SELECTED TEXT
== Segment start ==

I’m delighted to see that the idea of large-scale tutoring to combat Covid-19 losses has gotten so important in the policy world that it is attracting scoffers and doubters. Michael Goldstein and Bowen Paulle (2020) published five brief commentaries recently in The Gadfly, warning about how tutoring could fail, both questioning the underlying research on tutoring outcomes (maybe just publication bias?) and noting the difficulties of rapid scale up. They also quote without citation a comment by Andy Rotherham, who quite correctly notes past disasters when government has tried and failed to scale up promising strategies: “Ed tech, class size reduction, teacher evaluations, some reading initiatives, and charter schools.” To these, I would add many others, but perhaps most importantly Supplementary Educational Services (SES), a massive attempt to implement all sorts of after school and summer school programs in high-poverty, low-achieving schools, which had near-zero impact, on average.
So if you were feeling complacent that the next hot thing, tutoring, was sure to work, no matter how it’s done, then you have not been paying attention for the past 30 years.
But rather than argue with these observations, I’d like to explain that the plan I’ve proposed, which you will find here, is fundamentally different from any of these past efforts, and if implemented as designed, with adequate funding, is highly likely to work at scale.
1. Unlike all of the initiatives Rotherham dismisses, unlike SES, unlike just about everything ever used at scale in educational policy, the evidence base for certain specific, well-evaluated programs is solid. And in our plan, only the proven programs would be scaled.
A little known but crucial fact: Not all tutoring programs work. The details matter. Our recent reviews of research on programs for struggling readers (Neitzel et al., in press) and math (Pellegrini et al., in press) identify individual tutoring programs that do and do not work, as well as types of tutoring that work well and those that do not.
Our scale-up plan would begin with programs that already have solid evidence of effectiveness, but it would also provide funding and third-party, rigorous evaluations of scaled-up programs without sufficient evidence, as well as new programs, designed to add additional options for schools. New and insufficiently evaluated programs would be piloted and implemented for evaluation, but they would not be scaled up unless they have solid evidence of effectiveness in randomized evaluations.
If possible, in fact, we would hope to re-evaluate even the most successful evaluated programs, to make sure they work.
If we stick to repeatedly-proven programs, rigorously evaluated in large randomized experiments, then who cares whether other programs have failed in the past? We will know that the programs being used at scale do work. Also, all this research would add greatly to knowledge about effective and ineffective program components and applications to particular groups of students, so over time, we’d expect the individual programs, and the field as a whole, to gain in the ability to provide proven tutoring approaches at scale.
2. Scale-up of proven programs can work if we take it seriously. It is true that scale-up has many pitfalls, but I would argue that when scale-up does not occur it is for one of two reasons. First, the programs being scaled were not adequately proven in the first place. Second, the funding provided for scale-up was not sufficient to allow the program developers to scale up under the conditions they know full well are necessary. As examples of the latter, programs that provided well-trained and experienced trainers in their initial studies are often forced by insufficient funding to use trainer-of-trainers models for greatly diminished amounts of training in scale-up. As a result, the programs that worked at small scale failed in large-scale replication. This happens all the time, and this is what makes policy experts conclude that nothing works at scale.

== Segment end ==

GOAL OF THE EXERCISE
Please carry the tutoring article further, picking up right after its last sentence. You won't need the items to complete this work.

(Pointing data for referring expressions)

== Segment start ==

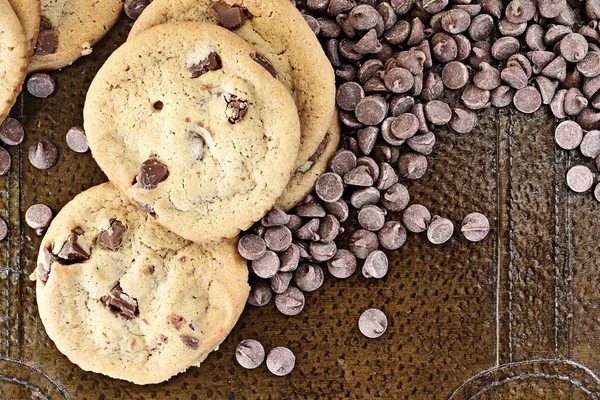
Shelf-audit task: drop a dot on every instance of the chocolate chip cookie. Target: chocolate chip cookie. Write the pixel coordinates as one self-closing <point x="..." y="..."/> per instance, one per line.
<point x="13" y="58"/>
<point x="185" y="122"/>
<point x="287" y="46"/>
<point x="69" y="29"/>
<point x="122" y="296"/>
<point x="304" y="179"/>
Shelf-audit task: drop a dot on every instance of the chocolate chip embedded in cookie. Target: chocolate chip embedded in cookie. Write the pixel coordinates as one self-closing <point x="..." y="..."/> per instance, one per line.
<point x="119" y="294"/>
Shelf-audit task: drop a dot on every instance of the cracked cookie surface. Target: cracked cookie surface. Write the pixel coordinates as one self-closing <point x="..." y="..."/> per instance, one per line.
<point x="279" y="32"/>
<point x="192" y="129"/>
<point x="122" y="296"/>
<point x="13" y="58"/>
<point x="74" y="26"/>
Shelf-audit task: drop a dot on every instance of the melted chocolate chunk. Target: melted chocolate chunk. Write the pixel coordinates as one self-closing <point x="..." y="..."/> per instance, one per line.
<point x="151" y="174"/>
<point x="72" y="252"/>
<point x="229" y="17"/>
<point x="112" y="237"/>
<point x="265" y="63"/>
<point x="210" y="63"/>
<point x="120" y="301"/>
<point x="236" y="108"/>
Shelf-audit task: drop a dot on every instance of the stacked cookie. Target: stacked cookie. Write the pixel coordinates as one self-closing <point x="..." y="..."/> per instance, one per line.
<point x="202" y="124"/>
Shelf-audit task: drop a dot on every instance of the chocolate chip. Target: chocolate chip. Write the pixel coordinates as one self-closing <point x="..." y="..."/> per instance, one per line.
<point x="348" y="95"/>
<point x="362" y="243"/>
<point x="250" y="354"/>
<point x="72" y="251"/>
<point x="121" y="302"/>
<point x="475" y="227"/>
<point x="251" y="247"/>
<point x="580" y="179"/>
<point x="291" y="302"/>
<point x="527" y="100"/>
<point x="416" y="218"/>
<point x="455" y="75"/>
<point x="372" y="323"/>
<point x="5" y="161"/>
<point x="112" y="237"/>
<point x="438" y="112"/>
<point x="281" y="360"/>
<point x="38" y="217"/>
<point x="342" y="265"/>
<point x="228" y="16"/>
<point x="46" y="42"/>
<point x="236" y="108"/>
<point x="41" y="85"/>
<point x="260" y="293"/>
<point x="210" y="63"/>
<point x="151" y="174"/>
<point x="371" y="110"/>
<point x="11" y="132"/>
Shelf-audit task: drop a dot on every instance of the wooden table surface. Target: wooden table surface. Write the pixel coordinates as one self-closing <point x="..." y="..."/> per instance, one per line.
<point x="516" y="316"/>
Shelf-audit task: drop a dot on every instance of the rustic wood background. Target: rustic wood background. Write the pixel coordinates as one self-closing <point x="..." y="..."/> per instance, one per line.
<point x="516" y="316"/>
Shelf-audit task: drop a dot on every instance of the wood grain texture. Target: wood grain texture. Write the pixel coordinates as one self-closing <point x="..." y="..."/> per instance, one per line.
<point x="515" y="316"/>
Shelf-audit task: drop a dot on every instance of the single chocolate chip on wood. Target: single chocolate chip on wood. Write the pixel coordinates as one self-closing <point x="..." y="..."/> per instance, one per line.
<point x="291" y="302"/>
<point x="281" y="361"/>
<point x="260" y="293"/>
<point x="580" y="179"/>
<point x="250" y="354"/>
<point x="440" y="230"/>
<point x="590" y="145"/>
<point x="309" y="277"/>
<point x="372" y="323"/>
<point x="416" y="218"/>
<point x="475" y="227"/>
<point x="43" y="154"/>
<point x="77" y="140"/>
<point x="11" y="132"/>
<point x="568" y="135"/>
<point x="41" y="85"/>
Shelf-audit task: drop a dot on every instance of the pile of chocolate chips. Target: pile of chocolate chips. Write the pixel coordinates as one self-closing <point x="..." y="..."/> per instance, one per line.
<point x="397" y="63"/>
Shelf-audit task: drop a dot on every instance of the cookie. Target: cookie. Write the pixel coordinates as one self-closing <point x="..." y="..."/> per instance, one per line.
<point x="191" y="128"/>
<point x="28" y="12"/>
<point x="13" y="58"/>
<point x="279" y="32"/>
<point x="69" y="29"/>
<point x="303" y="181"/>
<point x="122" y="296"/>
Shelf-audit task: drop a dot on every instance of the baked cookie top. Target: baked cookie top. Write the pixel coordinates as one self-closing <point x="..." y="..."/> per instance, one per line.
<point x="13" y="58"/>
<point x="187" y="124"/>
<point x="279" y="32"/>
<point x="124" y="297"/>
<point x="70" y="28"/>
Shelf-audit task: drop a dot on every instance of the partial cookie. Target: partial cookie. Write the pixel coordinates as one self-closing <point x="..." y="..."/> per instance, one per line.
<point x="13" y="58"/>
<point x="69" y="29"/>
<point x="28" y="12"/>
<point x="303" y="181"/>
<point x="279" y="32"/>
<point x="188" y="125"/>
<point x="122" y="296"/>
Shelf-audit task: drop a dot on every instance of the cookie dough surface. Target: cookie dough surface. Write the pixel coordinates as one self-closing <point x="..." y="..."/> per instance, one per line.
<point x="28" y="12"/>
<point x="278" y="31"/>
<point x="208" y="155"/>
<point x="78" y="25"/>
<point x="122" y="296"/>
<point x="13" y="58"/>
<point x="303" y="181"/>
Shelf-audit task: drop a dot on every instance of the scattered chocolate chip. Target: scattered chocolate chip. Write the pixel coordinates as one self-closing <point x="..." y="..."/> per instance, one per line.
<point x="372" y="323"/>
<point x="250" y="354"/>
<point x="281" y="360"/>
<point x="112" y="237"/>
<point x="151" y="174"/>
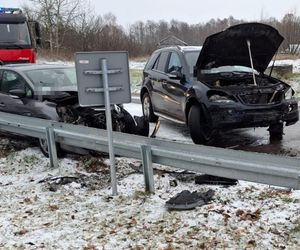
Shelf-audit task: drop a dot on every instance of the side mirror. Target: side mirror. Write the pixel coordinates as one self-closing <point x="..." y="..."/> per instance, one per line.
<point x="17" y="93"/>
<point x="176" y="75"/>
<point x="37" y="29"/>
<point x="38" y="41"/>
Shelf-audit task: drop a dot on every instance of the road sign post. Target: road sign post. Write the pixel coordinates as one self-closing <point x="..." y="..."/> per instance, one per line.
<point x="109" y="127"/>
<point x="112" y="87"/>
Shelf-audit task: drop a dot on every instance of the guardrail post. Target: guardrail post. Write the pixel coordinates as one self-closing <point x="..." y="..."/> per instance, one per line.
<point x="147" y="168"/>
<point x="51" y="147"/>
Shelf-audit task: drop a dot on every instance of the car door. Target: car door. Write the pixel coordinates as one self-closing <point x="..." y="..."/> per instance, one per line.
<point x="10" y="102"/>
<point x="158" y="77"/>
<point x="174" y="87"/>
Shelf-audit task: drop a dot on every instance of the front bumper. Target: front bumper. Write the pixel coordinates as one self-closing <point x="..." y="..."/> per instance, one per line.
<point x="228" y="116"/>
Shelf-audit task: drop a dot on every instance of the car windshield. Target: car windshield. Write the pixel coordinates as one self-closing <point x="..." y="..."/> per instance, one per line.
<point x="53" y="78"/>
<point x="16" y="34"/>
<point x="229" y="69"/>
<point x="191" y="59"/>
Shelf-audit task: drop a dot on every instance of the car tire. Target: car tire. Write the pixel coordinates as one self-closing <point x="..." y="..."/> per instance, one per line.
<point x="276" y="131"/>
<point x="200" y="129"/>
<point x="44" y="148"/>
<point x="148" y="109"/>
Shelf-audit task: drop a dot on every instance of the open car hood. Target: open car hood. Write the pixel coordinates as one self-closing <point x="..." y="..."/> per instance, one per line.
<point x="229" y="47"/>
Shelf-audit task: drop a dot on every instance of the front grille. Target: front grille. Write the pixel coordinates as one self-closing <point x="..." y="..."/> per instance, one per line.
<point x="260" y="98"/>
<point x="15" y="62"/>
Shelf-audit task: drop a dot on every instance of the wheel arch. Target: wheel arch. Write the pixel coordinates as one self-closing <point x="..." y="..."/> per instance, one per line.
<point x="143" y="91"/>
<point x="193" y="101"/>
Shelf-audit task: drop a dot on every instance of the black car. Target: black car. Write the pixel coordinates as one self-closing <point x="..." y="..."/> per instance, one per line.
<point x="221" y="85"/>
<point x="50" y="92"/>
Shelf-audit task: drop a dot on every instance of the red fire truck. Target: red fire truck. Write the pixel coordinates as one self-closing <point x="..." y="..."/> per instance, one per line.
<point x="16" y="37"/>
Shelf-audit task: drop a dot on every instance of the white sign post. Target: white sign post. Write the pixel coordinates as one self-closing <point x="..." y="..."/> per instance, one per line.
<point x="113" y="87"/>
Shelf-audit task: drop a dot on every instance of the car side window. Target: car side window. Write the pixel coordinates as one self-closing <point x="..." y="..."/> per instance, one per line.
<point x="155" y="65"/>
<point x="174" y="63"/>
<point x="162" y="61"/>
<point x="12" y="80"/>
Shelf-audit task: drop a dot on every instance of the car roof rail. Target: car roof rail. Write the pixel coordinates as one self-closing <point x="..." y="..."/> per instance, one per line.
<point x="171" y="41"/>
<point x="10" y="10"/>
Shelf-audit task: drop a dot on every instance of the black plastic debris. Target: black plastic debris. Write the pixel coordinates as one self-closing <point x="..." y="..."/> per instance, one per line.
<point x="184" y="176"/>
<point x="214" y="180"/>
<point x="186" y="200"/>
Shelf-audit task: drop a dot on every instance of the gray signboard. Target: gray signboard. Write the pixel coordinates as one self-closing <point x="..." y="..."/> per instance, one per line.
<point x="90" y="82"/>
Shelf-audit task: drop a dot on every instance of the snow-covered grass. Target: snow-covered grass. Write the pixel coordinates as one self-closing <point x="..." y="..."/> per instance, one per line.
<point x="81" y="214"/>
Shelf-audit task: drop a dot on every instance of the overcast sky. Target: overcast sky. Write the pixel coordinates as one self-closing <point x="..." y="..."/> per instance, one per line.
<point x="191" y="11"/>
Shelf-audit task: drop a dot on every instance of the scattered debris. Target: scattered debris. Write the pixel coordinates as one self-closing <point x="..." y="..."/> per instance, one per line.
<point x="214" y="180"/>
<point x="248" y="215"/>
<point x="186" y="200"/>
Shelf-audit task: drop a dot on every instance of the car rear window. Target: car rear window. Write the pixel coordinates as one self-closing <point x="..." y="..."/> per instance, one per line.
<point x="162" y="61"/>
<point x="191" y="58"/>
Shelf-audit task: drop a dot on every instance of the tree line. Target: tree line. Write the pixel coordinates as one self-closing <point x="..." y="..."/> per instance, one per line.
<point x="69" y="26"/>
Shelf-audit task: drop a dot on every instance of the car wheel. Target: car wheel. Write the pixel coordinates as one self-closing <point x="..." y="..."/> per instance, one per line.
<point x="148" y="109"/>
<point x="199" y="126"/>
<point x="276" y="131"/>
<point x="44" y="148"/>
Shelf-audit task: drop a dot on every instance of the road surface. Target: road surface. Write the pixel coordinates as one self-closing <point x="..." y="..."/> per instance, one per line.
<point x="255" y="140"/>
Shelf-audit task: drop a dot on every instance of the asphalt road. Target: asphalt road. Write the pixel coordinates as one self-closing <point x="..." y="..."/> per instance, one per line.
<point x="255" y="140"/>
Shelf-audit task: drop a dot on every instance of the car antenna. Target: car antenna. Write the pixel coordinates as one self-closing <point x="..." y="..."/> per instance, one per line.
<point x="273" y="64"/>
<point x="251" y="61"/>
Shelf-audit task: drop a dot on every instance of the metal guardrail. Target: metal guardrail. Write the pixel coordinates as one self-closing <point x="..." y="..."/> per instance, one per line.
<point x="249" y="166"/>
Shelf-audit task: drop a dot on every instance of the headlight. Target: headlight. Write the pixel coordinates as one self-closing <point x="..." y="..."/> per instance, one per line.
<point x="220" y="99"/>
<point x="289" y="94"/>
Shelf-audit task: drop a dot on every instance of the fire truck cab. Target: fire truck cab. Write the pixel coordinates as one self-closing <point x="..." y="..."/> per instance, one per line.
<point x="16" y="39"/>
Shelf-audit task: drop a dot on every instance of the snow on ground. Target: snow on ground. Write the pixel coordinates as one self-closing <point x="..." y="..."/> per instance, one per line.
<point x="37" y="212"/>
<point x="78" y="215"/>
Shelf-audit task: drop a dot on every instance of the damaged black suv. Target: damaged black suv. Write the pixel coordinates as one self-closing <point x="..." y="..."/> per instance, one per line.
<point x="221" y="85"/>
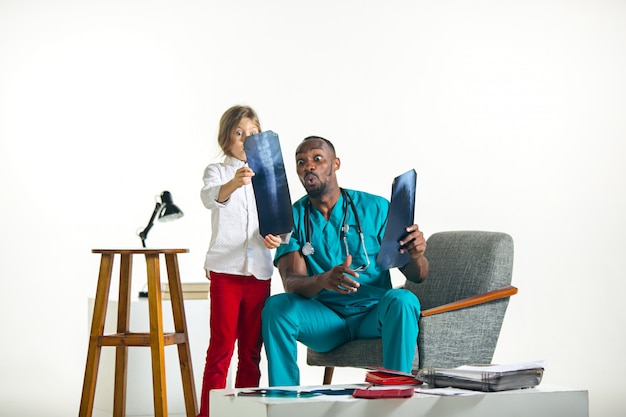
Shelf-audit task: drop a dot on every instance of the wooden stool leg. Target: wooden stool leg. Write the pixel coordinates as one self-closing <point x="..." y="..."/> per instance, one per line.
<point x="180" y="326"/>
<point x="121" y="351"/>
<point x="97" y="330"/>
<point x="157" y="342"/>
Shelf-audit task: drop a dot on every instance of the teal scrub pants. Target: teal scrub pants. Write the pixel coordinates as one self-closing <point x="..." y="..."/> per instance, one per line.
<point x="288" y="318"/>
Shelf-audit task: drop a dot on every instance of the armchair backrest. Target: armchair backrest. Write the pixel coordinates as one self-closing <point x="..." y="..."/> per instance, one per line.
<point x="463" y="264"/>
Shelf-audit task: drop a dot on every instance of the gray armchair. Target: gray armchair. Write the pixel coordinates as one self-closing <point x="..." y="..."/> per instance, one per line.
<point x="463" y="303"/>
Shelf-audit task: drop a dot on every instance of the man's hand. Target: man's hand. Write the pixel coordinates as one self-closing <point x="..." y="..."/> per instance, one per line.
<point x="271" y="241"/>
<point x="414" y="243"/>
<point x="416" y="269"/>
<point x="339" y="278"/>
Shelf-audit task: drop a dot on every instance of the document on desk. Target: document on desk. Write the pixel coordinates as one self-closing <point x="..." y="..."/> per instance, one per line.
<point x="485" y="377"/>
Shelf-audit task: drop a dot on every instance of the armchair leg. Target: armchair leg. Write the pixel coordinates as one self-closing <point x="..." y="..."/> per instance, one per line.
<point x="328" y="374"/>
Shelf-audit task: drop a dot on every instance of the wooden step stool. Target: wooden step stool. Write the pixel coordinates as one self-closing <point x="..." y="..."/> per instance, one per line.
<point x="156" y="339"/>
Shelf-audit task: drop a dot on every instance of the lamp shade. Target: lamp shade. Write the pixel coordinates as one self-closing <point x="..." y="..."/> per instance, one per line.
<point x="165" y="211"/>
<point x="169" y="210"/>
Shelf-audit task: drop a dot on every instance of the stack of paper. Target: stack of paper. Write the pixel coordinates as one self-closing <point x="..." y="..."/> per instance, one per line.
<point x="485" y="377"/>
<point x="191" y="290"/>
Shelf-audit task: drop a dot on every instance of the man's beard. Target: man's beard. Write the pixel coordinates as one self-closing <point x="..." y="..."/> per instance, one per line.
<point x="318" y="191"/>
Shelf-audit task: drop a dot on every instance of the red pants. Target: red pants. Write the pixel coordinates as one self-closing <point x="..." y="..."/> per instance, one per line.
<point x="236" y="304"/>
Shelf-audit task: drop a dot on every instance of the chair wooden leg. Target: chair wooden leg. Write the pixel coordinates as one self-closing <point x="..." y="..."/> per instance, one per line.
<point x="180" y="326"/>
<point x="157" y="343"/>
<point x="97" y="330"/>
<point x="328" y="374"/>
<point x="121" y="352"/>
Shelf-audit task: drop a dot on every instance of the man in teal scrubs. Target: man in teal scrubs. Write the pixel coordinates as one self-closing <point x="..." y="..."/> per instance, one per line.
<point x="334" y="291"/>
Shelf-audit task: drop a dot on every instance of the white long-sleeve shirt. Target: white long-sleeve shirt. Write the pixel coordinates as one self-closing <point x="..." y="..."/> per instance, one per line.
<point x="236" y="245"/>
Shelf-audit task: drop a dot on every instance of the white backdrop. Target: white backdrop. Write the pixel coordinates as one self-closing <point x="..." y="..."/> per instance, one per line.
<point x="511" y="112"/>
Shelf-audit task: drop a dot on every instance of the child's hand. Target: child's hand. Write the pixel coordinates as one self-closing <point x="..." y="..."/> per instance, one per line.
<point x="271" y="242"/>
<point x="243" y="176"/>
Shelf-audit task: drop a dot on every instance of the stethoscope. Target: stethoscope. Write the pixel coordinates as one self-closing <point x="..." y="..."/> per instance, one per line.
<point x="308" y="249"/>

== Segment end ==

REPLY
However, the lesson they should have learned instead is just that programs proven to work at small scale can succeed if the key factors that made them work at small scale are implemented with fidelity at large scale. If anything less is done in scale-up, you’re taking big risks.
If well-trained trainers are essential, then it is critical to insist on well-trained trainers. If a certain amount or quality of training is essential, it is critical to insist on it, and make sure it happens in every school using a given program. And so on. There is no reason to skimp on the proven recipe.
But aren’t all these trainers and training days and other elements unsustainable? This is the wrong question. The right one is, how can we make tutoring as effective as possible, to justify its cost?
Tutoring is expensive, but most of the cost is in the salaries of the tutors themselves. As an analogy, consider horse racing. Horse owners pay millions for horses with great potential. Having done so, do you think they skimp on trainers or training? Of course not. In the same way, a hundred teaching assistants tutors cost roughly $4 million per year in salaries and benefits alone. Let’s say top-quality training for this group costs $500,000 per year, while crummy training costs $50,000. If these figures are in the ballpark, would it be wise to spend $4,500,000 on a terrific tutoring program, or $4,050,000 on a crummy one?
Successful scale-up takes place all the time in business. How does Starbucks make sure your experience in every single store is excellent? Simple. They have well-researched, well specified, obsessively monitored standards and quality metrics for every part of their operation. Scale-up in education can work just the same way, and in comparison to the costs of front-line personnel, the costs of great are trivially greater than the cost of crummy.
3. Ongoing research will, in our proposal, formatively evaluate the entire tutoring effort over time, and development and evaluation will continually add new proven programs.
Ordinarily, big federal education programs start with all kinds of rules and regulations and funding schemes, and these are announced with a lot of hoopla and local and national meetings to explain the new programs to local educators and leaders. Some sort of monitoring and compliance mechanism is put in place, but otherwise the program steams ahead. Several years later, some big research firm gets a huge contract to evaluate the program. On average, the result is almost always disappointing. Then there’s a political fight about just how disappointing the results are, and life goes on.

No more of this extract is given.